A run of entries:
<<<<

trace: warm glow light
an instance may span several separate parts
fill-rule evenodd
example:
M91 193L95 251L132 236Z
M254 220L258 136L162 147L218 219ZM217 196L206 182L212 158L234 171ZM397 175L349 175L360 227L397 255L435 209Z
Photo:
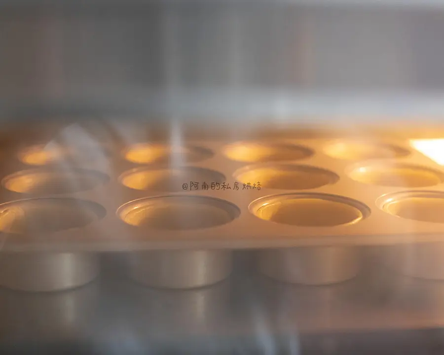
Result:
M413 140L410 145L441 165L444 165L444 139Z

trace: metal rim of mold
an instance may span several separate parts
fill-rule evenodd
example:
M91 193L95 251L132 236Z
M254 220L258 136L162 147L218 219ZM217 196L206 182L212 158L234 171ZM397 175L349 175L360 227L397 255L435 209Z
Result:
M122 152L126 160L136 164L169 162L178 165L195 163L212 157L210 149L191 145L176 146L160 143L137 143L130 145Z
M376 205L399 218L444 223L444 192L441 191L412 190L387 194L376 200Z
M236 205L207 196L169 195L142 198L120 206L116 212L125 223L147 229L209 228L229 223L240 215Z
M156 205L160 210L157 214ZM146 213L143 210L137 211L144 208L147 209L148 215L143 215ZM132 201L121 207L117 213L126 223L148 227L147 230L152 231L152 227L178 230L209 229L229 223L240 211L220 199L176 195ZM231 250L159 250L135 252L128 257L130 278L162 288L190 288L212 284L227 277L232 268Z
M333 227L353 224L367 218L370 211L356 200L337 195L313 192L273 195L249 206L258 218L295 227Z
M410 154L402 147L369 140L335 141L328 143L323 150L331 158L344 160L401 158Z
M233 176L243 183L259 181L267 188L306 190L333 184L339 177L327 169L310 165L271 163L244 167Z
M444 173L421 165L398 162L355 164L347 169L352 179L362 183L399 187L425 187L444 182Z
M298 144L249 141L227 144L222 151L228 159L244 163L300 160L314 154L311 149Z
M108 175L94 170L43 167L8 175L1 180L1 185L19 193L58 195L91 190L109 180Z
M0 231L12 234L55 233L84 227L103 218L99 204L66 197L25 199L0 205Z
M215 170L190 166L136 168L124 172L118 178L120 183L129 188L165 192L184 191L183 184L185 181L198 183L207 181L209 183L210 181L222 182L224 179L223 174ZM198 188L199 187L201 186Z

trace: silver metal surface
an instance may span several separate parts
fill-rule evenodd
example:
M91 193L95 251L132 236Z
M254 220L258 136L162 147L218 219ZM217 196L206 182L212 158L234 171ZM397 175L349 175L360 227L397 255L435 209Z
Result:
M378 253L383 264L407 276L444 280L444 244L415 243L387 247Z
M361 265L354 247L293 248L258 252L258 267L264 275L284 282L329 284L352 279Z
M98 283L57 292L0 289L0 341L79 341L94 324Z
M129 275L154 287L191 288L212 284L231 272L229 250L168 250L135 252L129 256Z
M99 266L93 253L1 253L0 285L34 292L73 288L94 280Z
M205 287L160 289L133 284L126 300L134 320L133 336L167 339L178 335L213 336L230 320L230 283Z
M347 114L438 119L428 115L444 114L442 6L437 0L370 2L377 4L4 5L2 117L226 116L237 125L251 123L239 115L327 115L311 123Z

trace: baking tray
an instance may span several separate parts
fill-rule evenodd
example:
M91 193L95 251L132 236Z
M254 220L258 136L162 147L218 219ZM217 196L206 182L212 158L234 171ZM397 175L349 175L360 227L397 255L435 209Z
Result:
M289 136L173 144L171 138L128 144L121 139L52 140L9 147L1 170L3 250L241 249L443 240L444 221L433 211L444 205L444 172L408 141ZM19 200L20 206L11 202ZM141 219L134 213L141 206ZM282 210L277 214L276 207ZM155 213L147 217L148 210ZM37 224L45 221L41 230L21 222L11 227L8 218L16 219L14 213L23 211Z

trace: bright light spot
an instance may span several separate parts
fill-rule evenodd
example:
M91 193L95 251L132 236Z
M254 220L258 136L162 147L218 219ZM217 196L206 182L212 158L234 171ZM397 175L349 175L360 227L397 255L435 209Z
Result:
M440 165L444 165L444 139L413 140L410 145Z

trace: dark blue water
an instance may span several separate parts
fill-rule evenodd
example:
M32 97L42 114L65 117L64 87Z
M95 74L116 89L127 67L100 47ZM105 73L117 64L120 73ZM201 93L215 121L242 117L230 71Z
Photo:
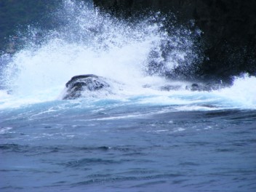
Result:
M1 191L256 189L255 111L52 105L1 111Z
M31 25L0 55L0 191L256 191L256 77L188 89L164 74L191 75L200 31L92 7L63 0L63 26ZM63 100L81 74L110 86Z

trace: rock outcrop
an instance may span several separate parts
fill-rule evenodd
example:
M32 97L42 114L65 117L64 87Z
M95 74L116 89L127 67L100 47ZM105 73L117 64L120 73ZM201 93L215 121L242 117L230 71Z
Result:
M173 12L183 25L194 20L204 44L199 78L228 81L241 73L256 75L256 1L94 0L94 4L124 18L150 9Z
M66 84L63 100L73 100L83 95L86 91L96 92L110 87L106 79L95 75L75 76Z

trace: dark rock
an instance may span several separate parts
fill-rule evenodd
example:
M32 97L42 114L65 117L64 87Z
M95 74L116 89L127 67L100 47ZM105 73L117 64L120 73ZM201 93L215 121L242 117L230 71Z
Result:
M102 10L124 18L150 10L171 12L178 23L188 27L189 21L194 20L195 26L203 32L200 41L204 44L204 60L194 74L200 79L228 82L241 73L256 75L255 0L94 0L94 3ZM171 24L172 19L169 18ZM180 73L179 69L177 73Z
M106 79L95 75L75 76L66 84L63 100L73 100L82 96L85 91L96 92L110 87Z

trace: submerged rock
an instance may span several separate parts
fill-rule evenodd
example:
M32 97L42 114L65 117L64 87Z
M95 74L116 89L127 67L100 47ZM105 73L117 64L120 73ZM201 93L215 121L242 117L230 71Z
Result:
M110 87L105 78L92 74L75 76L66 84L63 100L73 100L83 96L83 92L96 92Z

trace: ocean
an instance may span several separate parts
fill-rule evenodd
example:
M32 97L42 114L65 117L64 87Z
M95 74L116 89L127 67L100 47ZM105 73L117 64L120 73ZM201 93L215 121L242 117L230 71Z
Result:
M195 91L164 76L200 60L185 27L68 0L52 15L1 55L1 191L256 191L255 76ZM111 86L63 100L81 74Z

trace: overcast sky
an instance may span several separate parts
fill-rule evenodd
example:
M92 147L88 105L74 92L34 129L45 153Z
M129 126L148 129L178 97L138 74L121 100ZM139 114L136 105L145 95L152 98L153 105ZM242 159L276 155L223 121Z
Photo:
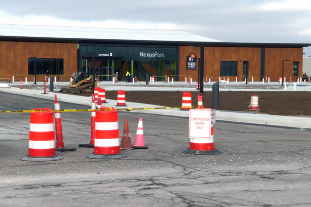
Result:
M0 23L183 30L230 42L311 43L311 0L0 0ZM311 55L311 47L304 48Z

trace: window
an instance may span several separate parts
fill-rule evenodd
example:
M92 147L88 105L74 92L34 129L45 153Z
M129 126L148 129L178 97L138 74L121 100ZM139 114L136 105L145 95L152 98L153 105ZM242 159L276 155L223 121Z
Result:
M34 75L34 61L36 75L64 74L63 59L29 58L28 59L28 75Z
M220 61L220 76L237 76L237 61Z

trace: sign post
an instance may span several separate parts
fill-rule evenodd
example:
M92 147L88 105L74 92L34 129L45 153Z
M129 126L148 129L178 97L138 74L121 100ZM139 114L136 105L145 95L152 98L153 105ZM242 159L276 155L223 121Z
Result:
M215 110L211 108L189 110L189 147L183 152L195 155L217 155L222 152L215 148L214 127Z

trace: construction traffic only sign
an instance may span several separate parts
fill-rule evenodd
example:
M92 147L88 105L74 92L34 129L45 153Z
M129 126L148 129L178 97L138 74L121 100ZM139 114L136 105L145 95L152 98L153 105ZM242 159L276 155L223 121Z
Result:
M211 137L210 108L189 110L189 137Z

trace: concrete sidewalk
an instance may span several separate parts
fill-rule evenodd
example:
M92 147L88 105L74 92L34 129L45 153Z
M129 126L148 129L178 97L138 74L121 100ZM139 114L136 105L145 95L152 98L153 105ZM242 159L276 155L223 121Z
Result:
M59 86L67 86L69 82L62 82ZM14 83L8 84L8 86L11 86ZM165 83L166 84L166 83ZM304 89L306 91L311 91L311 85L309 83L304 86ZM168 87L164 84L158 84L158 87L148 87L145 86L126 86L123 84L117 85L117 83L115 83L113 85L110 82L101 82L99 83L100 87L104 86L106 90L113 91L119 90L120 89L124 91L195 91L195 89L194 88L192 91L189 89L192 89L189 88L180 88L180 87ZM277 83L277 84L280 84ZM14 85L17 85L16 83ZM54 86L56 85L54 84ZM179 84L180 86L185 85L185 84ZM186 86L187 86L186 85ZM48 87L47 87L47 89ZM211 88L210 89L211 90ZM204 88L204 91L208 90ZM233 89L228 89L227 90L233 91ZM237 89L238 91L245 91L244 89ZM261 91L280 91L281 90L261 90ZM253 90L252 91L254 91ZM282 90L284 91L284 90ZM56 90L55 90L56 91ZM70 95L68 94L60 94L58 93L51 92L48 91L47 89L47 94L42 94L43 93L42 90L28 90L23 89L20 90L18 88L11 87L10 88L0 88L0 92L11 93L16 95L28 96L32 97L36 97L41 99L49 99L55 100L54 96L57 94L57 99L59 101L83 105L87 105L91 106L91 98L80 97L74 95ZM117 104L116 100L112 100L107 99L107 104L103 104L102 105L105 107L114 107L115 108L151 108L163 107L163 106L159 106L152 104L144 104L131 103L126 102L127 107L116 106ZM61 108L61 109L79 109L79 108ZM8 108L7 110L10 110ZM180 110L177 108L164 109L145 109L145 110L131 110L129 112L143 112L146 113L158 114L167 115L173 115L177 116L187 117L189 116L188 111ZM302 128L311 128L311 117L302 117L296 116L278 116L273 115L260 114L251 112L243 112L237 111L228 111L217 110L216 113L216 120L225 120L230 121L236 121L245 123L252 123L255 124L268 124L272 125L278 125L282 126L294 127Z

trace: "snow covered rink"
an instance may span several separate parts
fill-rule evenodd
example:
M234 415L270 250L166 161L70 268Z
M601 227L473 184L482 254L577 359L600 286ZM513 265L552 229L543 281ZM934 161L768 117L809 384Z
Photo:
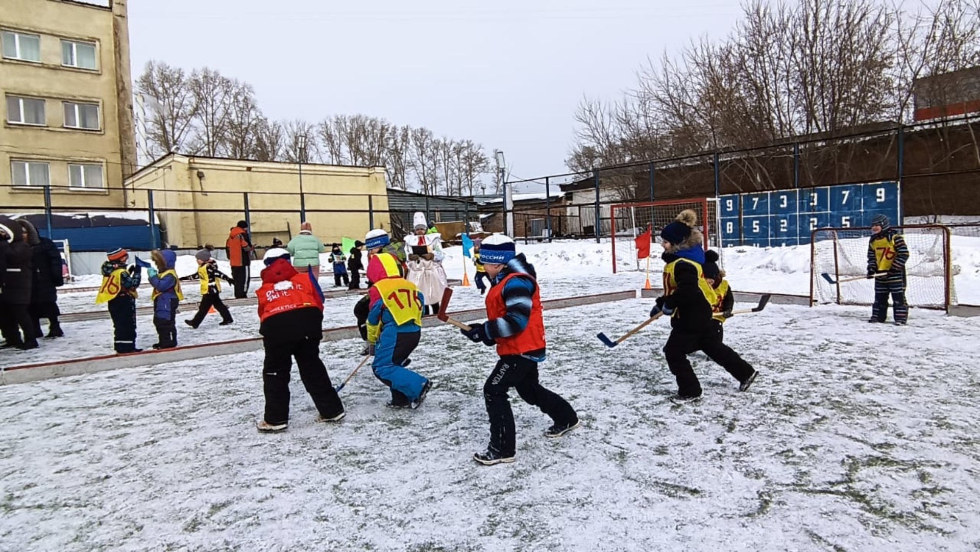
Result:
M626 278L637 275L580 291ZM545 285L577 291L555 289L563 281L574 279ZM343 325L353 300L335 307ZM770 303L725 324L760 373L752 389L696 354L705 398L678 406L665 321L614 349L595 336L621 335L651 303L545 313L542 380L583 426L546 439L549 420L512 393L512 465L471 460L487 442L481 387L496 357L448 326L425 329L413 355L434 382L417 411L384 408L365 369L341 392L347 418L315 424L294 369L282 434L255 430L261 352L0 387L0 550L980 547L980 319L913 310L895 327L867 324L866 307ZM80 324L89 339L110 327ZM322 345L335 383L361 347Z

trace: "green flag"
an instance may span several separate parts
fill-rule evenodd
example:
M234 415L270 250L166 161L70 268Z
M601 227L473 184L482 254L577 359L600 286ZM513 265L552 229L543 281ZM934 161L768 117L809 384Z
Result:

>>>>

Set problem:
Reproduce the lines from the one containing "trace: construction traffic only sign" up to and including the one containing "M211 137L210 108L189 110L189 137Z".

Written solution:
trace: construction traffic only sign
an instance may span several separate parts
fill-rule evenodd
example:
M92 147L88 105L74 92L34 129L45 153Z
M129 126L148 129L178 97L138 74L121 100ZM139 114L136 105L145 95L152 98L153 105ZM242 159L276 155L223 121Z
Result:
M211 137L210 108L189 110L189 137Z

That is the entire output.